— Start —
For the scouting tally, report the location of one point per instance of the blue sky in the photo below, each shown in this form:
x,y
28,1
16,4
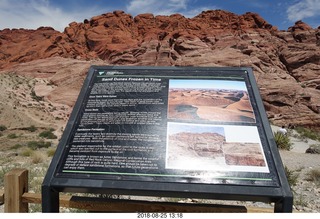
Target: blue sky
x,y
58,14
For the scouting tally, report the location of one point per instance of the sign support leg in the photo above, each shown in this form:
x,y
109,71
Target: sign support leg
x,y
50,200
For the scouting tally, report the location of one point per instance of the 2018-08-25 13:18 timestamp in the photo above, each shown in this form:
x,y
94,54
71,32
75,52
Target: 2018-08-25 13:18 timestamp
x,y
159,215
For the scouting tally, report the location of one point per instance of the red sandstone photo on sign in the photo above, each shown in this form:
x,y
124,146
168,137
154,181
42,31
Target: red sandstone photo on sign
x,y
214,148
209,100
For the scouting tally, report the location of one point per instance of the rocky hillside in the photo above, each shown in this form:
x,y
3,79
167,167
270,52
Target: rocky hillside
x,y
286,63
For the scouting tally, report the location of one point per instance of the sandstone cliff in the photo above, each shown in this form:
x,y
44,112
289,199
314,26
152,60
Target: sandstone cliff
x,y
286,63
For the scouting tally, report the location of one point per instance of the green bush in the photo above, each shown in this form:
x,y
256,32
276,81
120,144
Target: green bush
x,y
16,146
34,145
313,149
308,133
2,127
48,134
314,176
291,176
12,136
32,128
282,141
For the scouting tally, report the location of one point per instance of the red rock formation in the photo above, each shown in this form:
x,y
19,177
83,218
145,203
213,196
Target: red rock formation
x,y
286,63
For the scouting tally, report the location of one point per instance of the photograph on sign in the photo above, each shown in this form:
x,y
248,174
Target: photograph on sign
x,y
209,100
214,148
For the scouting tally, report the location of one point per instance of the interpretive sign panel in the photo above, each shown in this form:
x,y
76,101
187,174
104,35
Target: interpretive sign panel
x,y
199,126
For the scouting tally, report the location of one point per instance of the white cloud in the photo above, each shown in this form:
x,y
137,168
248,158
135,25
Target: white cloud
x,y
31,14
303,9
167,7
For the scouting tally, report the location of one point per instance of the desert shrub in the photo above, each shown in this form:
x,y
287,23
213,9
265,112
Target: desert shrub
x,y
308,133
291,176
16,146
12,136
37,158
34,145
2,127
31,128
51,152
282,141
48,134
313,149
314,176
27,152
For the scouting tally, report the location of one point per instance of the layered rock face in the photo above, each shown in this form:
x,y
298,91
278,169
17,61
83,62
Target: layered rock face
x,y
286,64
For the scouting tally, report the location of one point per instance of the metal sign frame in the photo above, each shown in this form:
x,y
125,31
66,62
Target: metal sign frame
x,y
263,181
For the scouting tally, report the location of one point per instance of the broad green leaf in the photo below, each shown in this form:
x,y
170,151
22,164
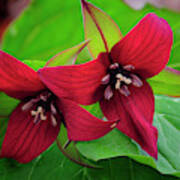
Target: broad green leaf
x,y
69,149
54,165
117,144
7,105
68,56
166,82
100,29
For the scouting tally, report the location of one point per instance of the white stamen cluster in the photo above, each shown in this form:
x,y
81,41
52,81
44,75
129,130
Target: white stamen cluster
x,y
40,113
121,80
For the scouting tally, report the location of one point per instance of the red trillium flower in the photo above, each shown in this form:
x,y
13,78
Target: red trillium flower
x,y
34,124
117,79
— End —
* **Prompt**
Send back the data above word for word, with the pictures left out.

* **Expected output**
For the scouting tally, report the location of one point per instance of the blue sky in the photo below, each shown in this form:
x,y
28,1
16,4
Target: blue sky
x,y
58,14
For the scouting tally, report the location of one point per instance of the sign support leg in the photo above, each shown in this form:
x,y
109,71
Target: sign support leg
x,y
50,200
For the scouting tally, report the location of one point per instance of the 2018-08-25 13:18 timestamp in the photo above, each shown in this form:
x,y
94,54
71,32
75,52
Target: 2018-08-25 13:18 timestamp
x,y
159,215
For the scouting tally, report the location of one point per instance of the red sandstone photo on sign in the photo above, each shown in this form:
x,y
124,146
168,137
154,181
42,31
Target: red sandstone photo on sign
x,y
214,148
209,100
For the scouting tally, report the location of one point per instance of the rocky hillside in the photo above, each shown in this form:
x,y
3,79
167,167
270,52
Target: rocky hillside
x,y
286,63
For the scouting tally, report the location of one point per instance of the sandstone cliff in the photo above, each shown in this form:
x,y
44,112
289,199
314,26
152,60
Target: sandstone cliff
x,y
286,63
For the scouting tally, report the location of one point per instance of the green bush in the photo above, each shown in this form:
x,y
256,32
276,81
120,144
Target: green bush
x,y
16,146
34,145
313,149
308,133
2,127
48,134
314,176
291,176
12,136
32,128
282,141
For the scouting tally, report the location of one point per instance of the red rock formation in the photo above, each shown in this form:
x,y
19,177
83,218
145,203
213,196
Target: red rock formation
x,y
286,63
For the scouting tally, report the location of one point per instance of the photograph on sign in the photo above, each shown in this form:
x,y
248,174
Target: photograph on sign
x,y
209,100
214,148
For the scouting tally, report the location of one point per instance of the interpretive sign panel in the photo above, each shown in this form:
x,y
76,101
187,174
104,35
Target: interpretive sign panel
x,y
199,126
For the scouting tally, report the location of one point per instance of the white cloud in the photo above, each shown in this form:
x,y
137,168
248,158
135,25
Target: white cloud
x,y
31,14
303,9
167,7
For the scouting tally, report the location of one point per instance of the desert shrub in the photo above, each shown in this form:
x,y
287,23
213,9
265,112
Target: desert shrub
x,y
308,133
291,176
16,146
12,136
37,158
34,145
2,127
31,128
51,152
282,141
48,134
313,149
314,176
27,152
For the scouting tally, report the location of one point per instance of the layered rock face in the photo above, each shown in this form:
x,y
298,91
278,169
17,61
83,62
Target: layered rock face
x,y
286,64
For the scouting tally, report the location of one point per instance of the metal sign frame in the photo above, each shown in this form:
x,y
125,31
66,62
Target: metal sign frame
x,y
263,181
For the scouting tally, report the location of one point per instance of the broad green leaf in the photo below, each shown in this form:
x,y
170,151
22,164
Target: broad green leaf
x,y
69,149
54,165
117,144
7,105
68,56
166,82
100,29
For the scouting tally, report the location of one point per instance of the white stamen cluster in the photo above, each shown in this form:
x,y
81,41
52,81
44,75
129,130
Target: white stamen cluster
x,y
40,113
121,80
For the scouting tally, report the location of one point per instance of the red trillium flower in the photo above, each shown in this form:
x,y
13,78
Target: red trillium flower
x,y
34,124
117,79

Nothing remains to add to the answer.